**Work to be completed**
For the entries that follow, restate word for word the line containing "[[147, 405], [238, 19], [116, 137], [126, 313]]", the line containing "[[707, 145]]", and every line that lies between them.

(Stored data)

--*--

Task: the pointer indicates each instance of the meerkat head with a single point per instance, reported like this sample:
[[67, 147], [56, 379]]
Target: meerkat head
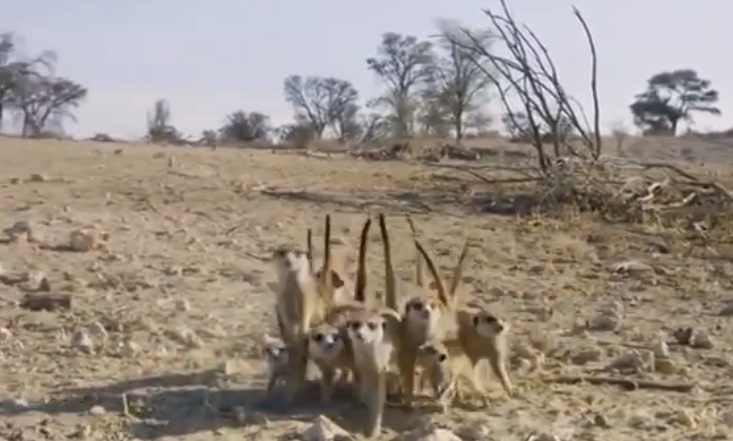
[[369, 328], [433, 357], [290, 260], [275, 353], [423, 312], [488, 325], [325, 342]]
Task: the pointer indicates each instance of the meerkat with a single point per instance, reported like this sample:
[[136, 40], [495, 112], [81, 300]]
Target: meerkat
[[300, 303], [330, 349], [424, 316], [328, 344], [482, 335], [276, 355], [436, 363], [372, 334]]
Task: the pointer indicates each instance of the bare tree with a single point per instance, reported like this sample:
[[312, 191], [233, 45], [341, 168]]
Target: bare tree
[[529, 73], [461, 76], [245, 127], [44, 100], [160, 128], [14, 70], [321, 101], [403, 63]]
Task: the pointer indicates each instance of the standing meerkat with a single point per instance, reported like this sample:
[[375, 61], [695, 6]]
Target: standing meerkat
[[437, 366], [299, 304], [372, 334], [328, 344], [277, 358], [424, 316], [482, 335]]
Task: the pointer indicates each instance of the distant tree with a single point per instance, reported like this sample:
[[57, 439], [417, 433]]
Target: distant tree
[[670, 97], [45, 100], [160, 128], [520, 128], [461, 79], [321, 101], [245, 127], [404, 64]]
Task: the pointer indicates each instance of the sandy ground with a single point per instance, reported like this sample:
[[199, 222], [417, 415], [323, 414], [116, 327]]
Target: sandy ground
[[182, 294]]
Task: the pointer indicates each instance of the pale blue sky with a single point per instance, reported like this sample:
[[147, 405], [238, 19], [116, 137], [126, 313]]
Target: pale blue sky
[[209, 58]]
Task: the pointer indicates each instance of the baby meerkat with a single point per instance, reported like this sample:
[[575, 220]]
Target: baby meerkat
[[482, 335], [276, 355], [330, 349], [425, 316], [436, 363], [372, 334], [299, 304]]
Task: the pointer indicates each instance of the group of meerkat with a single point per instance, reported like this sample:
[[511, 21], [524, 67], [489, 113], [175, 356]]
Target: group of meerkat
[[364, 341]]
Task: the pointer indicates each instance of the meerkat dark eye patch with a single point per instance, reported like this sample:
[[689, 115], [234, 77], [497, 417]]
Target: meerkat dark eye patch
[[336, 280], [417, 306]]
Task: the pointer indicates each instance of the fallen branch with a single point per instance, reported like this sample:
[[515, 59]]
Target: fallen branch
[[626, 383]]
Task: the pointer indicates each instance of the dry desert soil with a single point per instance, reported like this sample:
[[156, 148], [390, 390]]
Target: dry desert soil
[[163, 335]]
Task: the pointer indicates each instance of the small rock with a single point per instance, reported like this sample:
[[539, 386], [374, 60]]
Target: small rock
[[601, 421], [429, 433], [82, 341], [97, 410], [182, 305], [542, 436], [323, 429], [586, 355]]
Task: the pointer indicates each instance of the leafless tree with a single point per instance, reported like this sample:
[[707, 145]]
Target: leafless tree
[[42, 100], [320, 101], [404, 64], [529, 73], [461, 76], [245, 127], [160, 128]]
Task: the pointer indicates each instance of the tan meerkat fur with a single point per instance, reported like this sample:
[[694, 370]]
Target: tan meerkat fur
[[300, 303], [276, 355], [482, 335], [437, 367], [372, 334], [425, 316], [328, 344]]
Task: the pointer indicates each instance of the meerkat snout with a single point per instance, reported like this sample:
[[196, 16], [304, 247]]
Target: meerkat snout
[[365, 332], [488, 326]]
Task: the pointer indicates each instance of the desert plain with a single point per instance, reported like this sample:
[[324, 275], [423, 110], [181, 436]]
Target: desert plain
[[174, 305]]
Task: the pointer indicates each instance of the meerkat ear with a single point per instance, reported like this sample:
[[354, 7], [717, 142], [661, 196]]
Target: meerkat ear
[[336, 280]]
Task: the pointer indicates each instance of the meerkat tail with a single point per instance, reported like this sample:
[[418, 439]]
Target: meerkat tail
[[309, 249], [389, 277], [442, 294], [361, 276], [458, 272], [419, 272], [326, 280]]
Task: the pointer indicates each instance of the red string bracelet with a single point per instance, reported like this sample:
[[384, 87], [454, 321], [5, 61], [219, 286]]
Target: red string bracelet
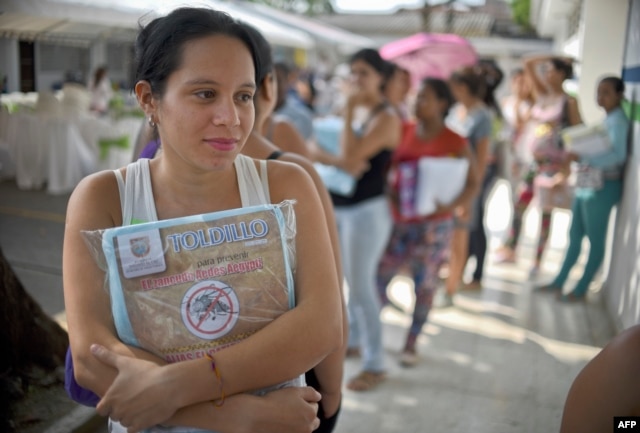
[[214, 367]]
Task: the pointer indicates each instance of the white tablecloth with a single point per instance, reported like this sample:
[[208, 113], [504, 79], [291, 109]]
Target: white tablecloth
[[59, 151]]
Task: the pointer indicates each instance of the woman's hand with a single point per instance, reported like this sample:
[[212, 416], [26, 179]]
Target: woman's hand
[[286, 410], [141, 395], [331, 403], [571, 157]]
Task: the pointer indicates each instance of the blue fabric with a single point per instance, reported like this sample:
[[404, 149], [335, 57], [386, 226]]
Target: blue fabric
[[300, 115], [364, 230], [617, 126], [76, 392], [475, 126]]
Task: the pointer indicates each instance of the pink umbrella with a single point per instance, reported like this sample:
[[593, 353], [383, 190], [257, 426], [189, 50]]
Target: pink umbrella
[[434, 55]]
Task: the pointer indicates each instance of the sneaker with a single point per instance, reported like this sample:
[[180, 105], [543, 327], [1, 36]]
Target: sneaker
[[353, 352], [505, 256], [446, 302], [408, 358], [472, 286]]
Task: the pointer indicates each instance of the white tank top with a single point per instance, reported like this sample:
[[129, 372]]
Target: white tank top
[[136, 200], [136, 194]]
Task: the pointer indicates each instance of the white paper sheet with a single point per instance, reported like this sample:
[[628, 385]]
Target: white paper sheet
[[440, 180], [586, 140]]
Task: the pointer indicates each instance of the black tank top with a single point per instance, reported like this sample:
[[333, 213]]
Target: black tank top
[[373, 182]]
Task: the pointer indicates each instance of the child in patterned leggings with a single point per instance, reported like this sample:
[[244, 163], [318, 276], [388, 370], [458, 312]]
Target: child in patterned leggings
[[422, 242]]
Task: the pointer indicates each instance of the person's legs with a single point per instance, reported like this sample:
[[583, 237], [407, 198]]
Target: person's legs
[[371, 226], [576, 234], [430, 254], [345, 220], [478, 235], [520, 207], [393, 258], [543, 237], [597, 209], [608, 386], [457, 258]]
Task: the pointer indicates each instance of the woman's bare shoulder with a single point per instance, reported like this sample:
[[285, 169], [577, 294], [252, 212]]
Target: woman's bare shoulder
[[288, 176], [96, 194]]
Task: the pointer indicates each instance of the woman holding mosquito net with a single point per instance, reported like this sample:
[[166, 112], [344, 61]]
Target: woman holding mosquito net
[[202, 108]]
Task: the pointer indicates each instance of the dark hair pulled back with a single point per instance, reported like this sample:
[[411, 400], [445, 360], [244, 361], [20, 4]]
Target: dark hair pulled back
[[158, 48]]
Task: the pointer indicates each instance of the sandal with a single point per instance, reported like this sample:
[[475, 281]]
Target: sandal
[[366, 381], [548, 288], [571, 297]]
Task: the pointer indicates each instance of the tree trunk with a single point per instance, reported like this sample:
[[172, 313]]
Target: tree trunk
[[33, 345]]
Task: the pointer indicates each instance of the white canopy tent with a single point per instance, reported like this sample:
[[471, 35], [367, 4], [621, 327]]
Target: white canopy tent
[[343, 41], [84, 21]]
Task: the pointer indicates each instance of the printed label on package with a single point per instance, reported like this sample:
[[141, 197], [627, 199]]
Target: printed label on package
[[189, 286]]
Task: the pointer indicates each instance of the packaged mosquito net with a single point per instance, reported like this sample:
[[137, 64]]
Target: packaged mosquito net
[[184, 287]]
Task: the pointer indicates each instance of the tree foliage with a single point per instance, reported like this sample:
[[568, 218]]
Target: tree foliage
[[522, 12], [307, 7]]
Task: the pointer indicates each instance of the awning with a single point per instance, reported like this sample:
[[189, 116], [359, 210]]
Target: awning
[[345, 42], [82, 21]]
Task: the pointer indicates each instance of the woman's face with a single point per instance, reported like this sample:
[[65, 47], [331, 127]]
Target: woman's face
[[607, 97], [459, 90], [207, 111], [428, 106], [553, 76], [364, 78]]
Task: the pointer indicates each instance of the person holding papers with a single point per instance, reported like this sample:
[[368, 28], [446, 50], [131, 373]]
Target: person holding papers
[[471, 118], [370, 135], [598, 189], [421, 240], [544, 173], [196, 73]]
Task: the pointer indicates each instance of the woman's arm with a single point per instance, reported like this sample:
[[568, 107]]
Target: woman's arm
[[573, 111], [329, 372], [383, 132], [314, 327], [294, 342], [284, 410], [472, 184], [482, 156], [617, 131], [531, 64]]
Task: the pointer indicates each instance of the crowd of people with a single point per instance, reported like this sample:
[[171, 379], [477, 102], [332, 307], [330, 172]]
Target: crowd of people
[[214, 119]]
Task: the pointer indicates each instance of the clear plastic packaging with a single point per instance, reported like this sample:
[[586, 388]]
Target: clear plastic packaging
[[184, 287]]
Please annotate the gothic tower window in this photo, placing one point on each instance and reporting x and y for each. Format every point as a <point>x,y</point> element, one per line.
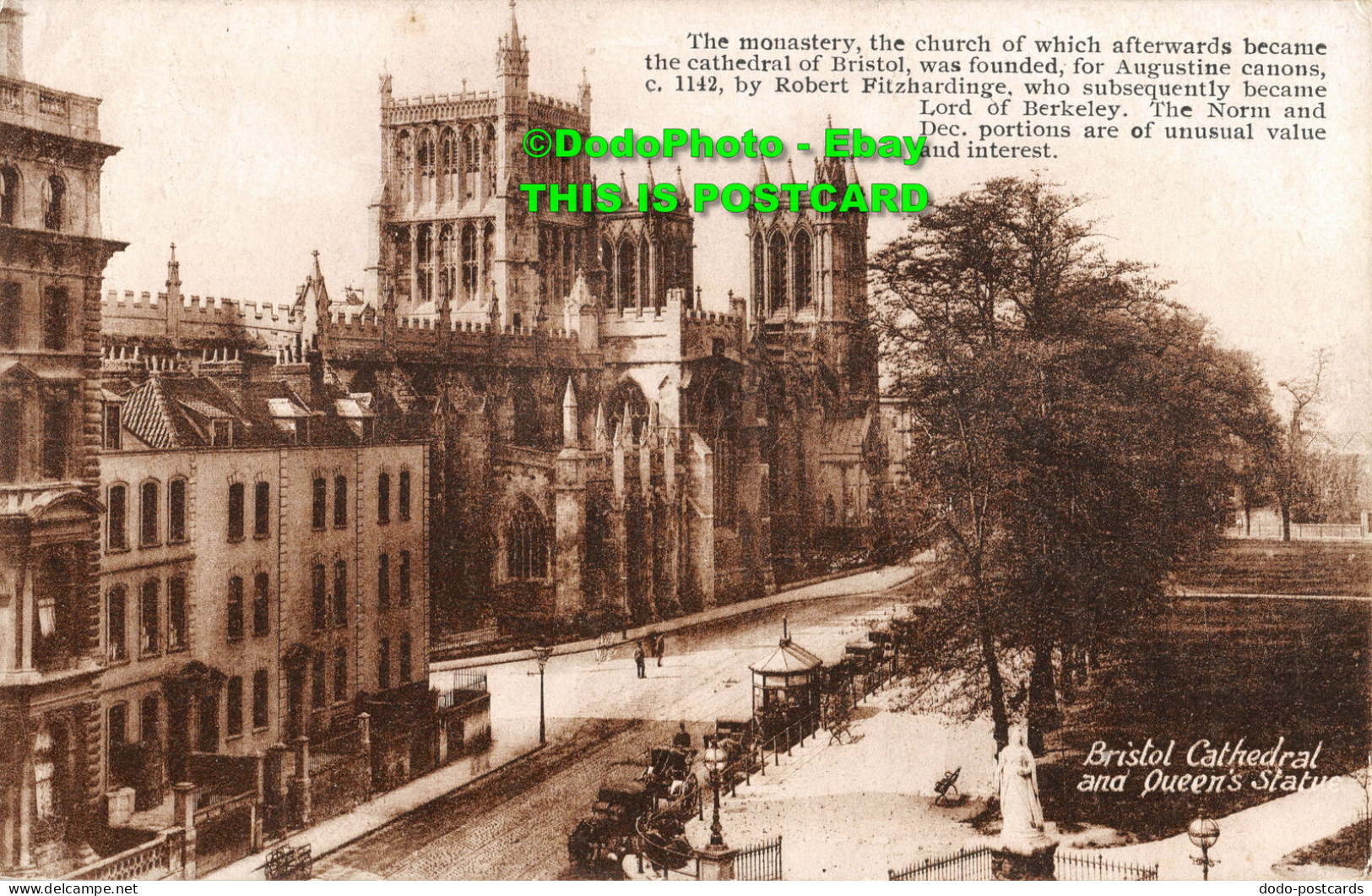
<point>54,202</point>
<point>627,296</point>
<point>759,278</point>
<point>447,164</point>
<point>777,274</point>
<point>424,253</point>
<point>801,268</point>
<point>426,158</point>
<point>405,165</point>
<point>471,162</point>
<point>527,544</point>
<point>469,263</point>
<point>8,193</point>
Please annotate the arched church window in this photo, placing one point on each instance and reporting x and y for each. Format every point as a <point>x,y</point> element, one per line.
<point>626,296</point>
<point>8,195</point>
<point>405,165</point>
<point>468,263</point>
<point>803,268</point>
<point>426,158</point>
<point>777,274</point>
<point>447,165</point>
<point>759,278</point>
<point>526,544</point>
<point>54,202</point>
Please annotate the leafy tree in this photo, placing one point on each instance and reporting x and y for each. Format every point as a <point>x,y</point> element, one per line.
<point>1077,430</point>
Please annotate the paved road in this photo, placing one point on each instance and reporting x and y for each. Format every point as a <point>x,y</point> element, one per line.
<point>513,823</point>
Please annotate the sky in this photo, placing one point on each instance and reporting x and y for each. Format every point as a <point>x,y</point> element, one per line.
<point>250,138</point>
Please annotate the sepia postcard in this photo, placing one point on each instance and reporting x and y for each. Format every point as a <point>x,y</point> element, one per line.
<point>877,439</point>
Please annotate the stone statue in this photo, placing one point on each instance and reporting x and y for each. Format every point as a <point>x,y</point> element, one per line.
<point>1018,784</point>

--*--

**Your response**
[[147, 405], [238, 19], [116, 137], [126, 313]]
Target: pale blue sky
[[209, 58]]
Task: the pointer indicates each instance of the baby meerkat with a single point per instance, reported like this sample:
[[575, 220]]
Target: baby meerkat
[[482, 335], [276, 355], [330, 349], [425, 316], [436, 363], [372, 334], [299, 304]]
Task: the pointer indicates each instance of the group of meerkat with a single point per instance, reported like this sample:
[[511, 21], [524, 67], [489, 113], [175, 356]]
Target: group of meerkat
[[364, 341]]
Task: the pointer indicates each instance of the meerkat dark eye patch with a single point per instance, reported like this sample:
[[689, 115], [234, 77], [497, 417]]
Target: meerkat dark eye patch
[[336, 280], [417, 306]]
Task: the pointer indicates each instance of the fallen branch with a single point per instance, reported like this sample:
[[515, 59]]
Target: fallen branch
[[626, 383]]
Task: the pointer indicates each instance of the dry desert soil with a single point per instance, reported like this sample:
[[156, 148], [390, 390]]
Target: dry desert soil
[[163, 335]]
Task: the pointer indicates each instance of the small rock with a single point per instance, reported like this sample:
[[539, 386], [374, 60]]
Target: small rock
[[601, 421], [429, 433], [82, 341], [97, 410], [182, 305], [542, 436], [323, 429], [586, 355]]
Task: the pointer indicates each instance of the leafless tree with a single point per instance, reported like this sample:
[[707, 145]]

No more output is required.